### Passage
I’ve also had some false starts in the past few years, where I met a guy who I crushed out on instantly (infatuation fever is my chronic condition, and I accept it). We had a lot in common and shared the same values. One of them lived in Israel, but I convinced myself that we could “Skype it out.”  Another lived closer, on this continent, just a few hours away. “Give it a chance,” friends said. “At this stage in your life, and in his, it’s hard to find someone you’re compatible with. Who is nice. And who isn’t taken.” I think what they also meant, but didn’t voice to me was, “At your age, especially since you’re divorced, you have to be even more open to compromise (read: settle?).   
So with these hopeful mantras in mind, I decided these relationships must be worth exploring. Even though somewhere deep down I sensed they didn’t have legs to bridge all that distance (which goes beyond just the geographical.)  And after only a few months of feverish sexting and phone calls, those relationships (if you could even call it that) were extinguished as abruptly as they had been ignited.
So then why go there?  Is it (pop quiz!):
A) Hopeless romanticism: We think that if we try hard enough, if we love enough, we can overcome the barriers.
B) Fear that the right thing – the right click – will never come along, so we have to nurture the bird in hand, even when it’s a squirmy little f*cker.
C) Naïve optimism: a belief that we can inhabit the moment and just enjoy it (ie. the “you only live once” excuse.)

### Problem
In the passage on long-distance relationships, why did the writer decide these relationships were worth exploring? Answer in one to three sentences.

Saved entries:
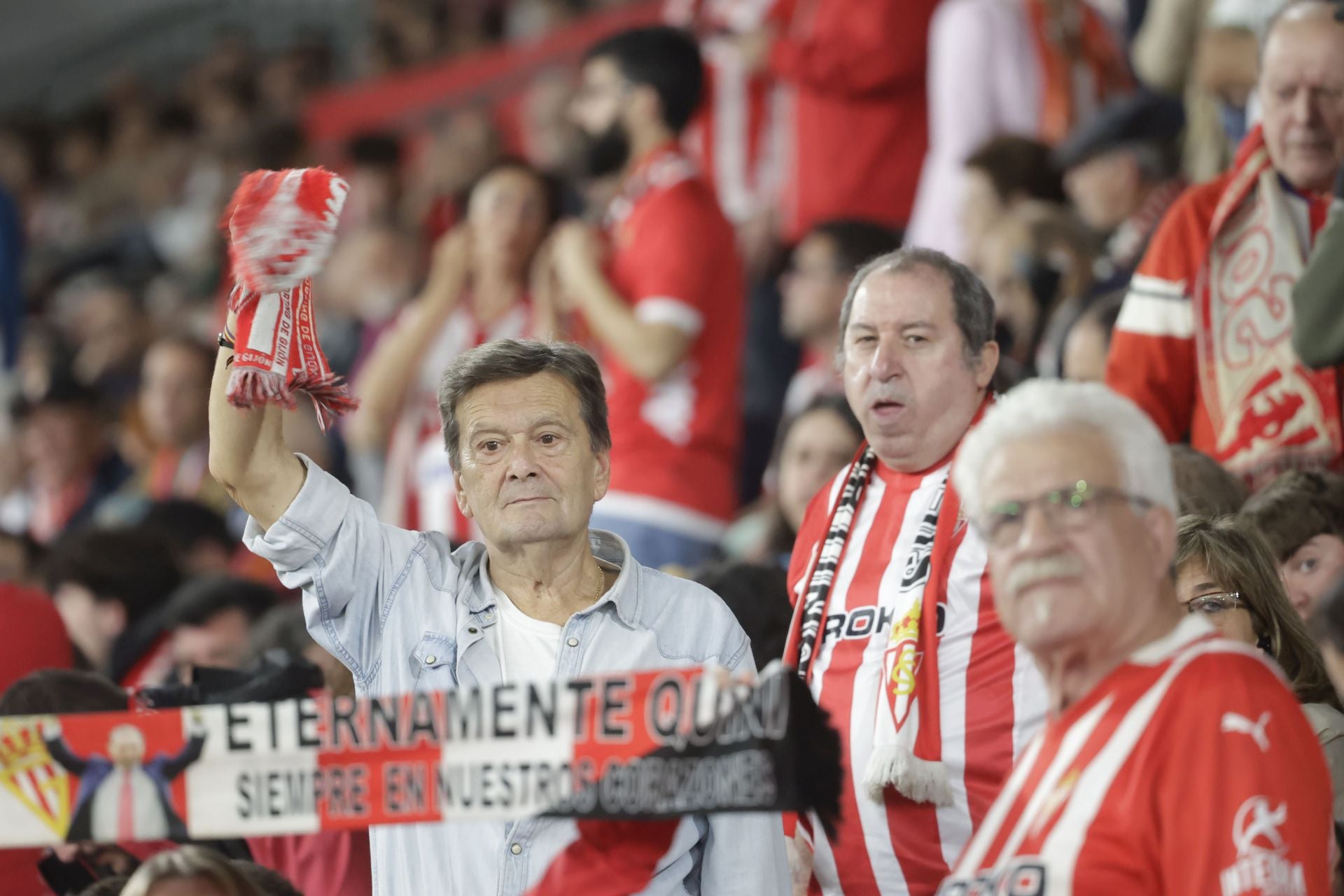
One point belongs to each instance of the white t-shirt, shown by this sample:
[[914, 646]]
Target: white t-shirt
[[527, 648]]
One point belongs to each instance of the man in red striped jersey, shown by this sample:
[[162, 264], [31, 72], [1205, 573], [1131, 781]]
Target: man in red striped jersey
[[1171, 762], [894, 628]]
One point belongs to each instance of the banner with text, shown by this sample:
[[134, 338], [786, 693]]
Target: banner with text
[[644, 745]]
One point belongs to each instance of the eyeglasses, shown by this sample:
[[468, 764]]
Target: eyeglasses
[[1066, 508], [1214, 605]]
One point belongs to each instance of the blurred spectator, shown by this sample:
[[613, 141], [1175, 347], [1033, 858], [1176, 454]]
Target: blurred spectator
[[11, 273], [758, 596], [813, 289], [210, 618], [458, 152], [197, 536], [1205, 488], [108, 586], [188, 869], [284, 629], [550, 140], [1225, 571], [1327, 626], [1301, 516], [1035, 67], [855, 71], [35, 637], [64, 691], [1088, 343], [812, 447], [20, 558], [1000, 178], [1040, 269], [477, 290], [1317, 326], [1121, 172], [106, 887], [734, 136], [375, 187], [667, 311], [102, 318], [174, 394], [71, 468], [1227, 254]]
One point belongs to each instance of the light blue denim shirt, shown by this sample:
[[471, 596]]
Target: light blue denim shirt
[[405, 613]]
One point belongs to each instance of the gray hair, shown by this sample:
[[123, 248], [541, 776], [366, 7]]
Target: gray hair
[[187, 862], [972, 304], [515, 359], [1053, 406]]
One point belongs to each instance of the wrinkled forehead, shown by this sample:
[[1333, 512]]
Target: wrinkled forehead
[[1306, 45], [901, 298], [127, 735]]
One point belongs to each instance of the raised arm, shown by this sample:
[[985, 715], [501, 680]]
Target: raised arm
[[248, 451]]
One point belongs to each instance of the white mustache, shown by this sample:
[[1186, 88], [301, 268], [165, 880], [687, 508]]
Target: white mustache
[[1028, 573]]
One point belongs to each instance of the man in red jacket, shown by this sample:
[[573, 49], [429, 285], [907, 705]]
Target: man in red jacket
[[857, 74], [1203, 343]]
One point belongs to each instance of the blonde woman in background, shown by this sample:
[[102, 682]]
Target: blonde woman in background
[[1226, 573], [190, 871]]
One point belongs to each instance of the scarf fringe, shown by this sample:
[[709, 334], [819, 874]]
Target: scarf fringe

### Reply to the exercise
The writer's friends said to give it a chance, because at that stage in both people's lives it is hard to find someone who is compatible, nice and not taken. With these hopeful mantras in mind, the writer decided the relationships must be worth exploring.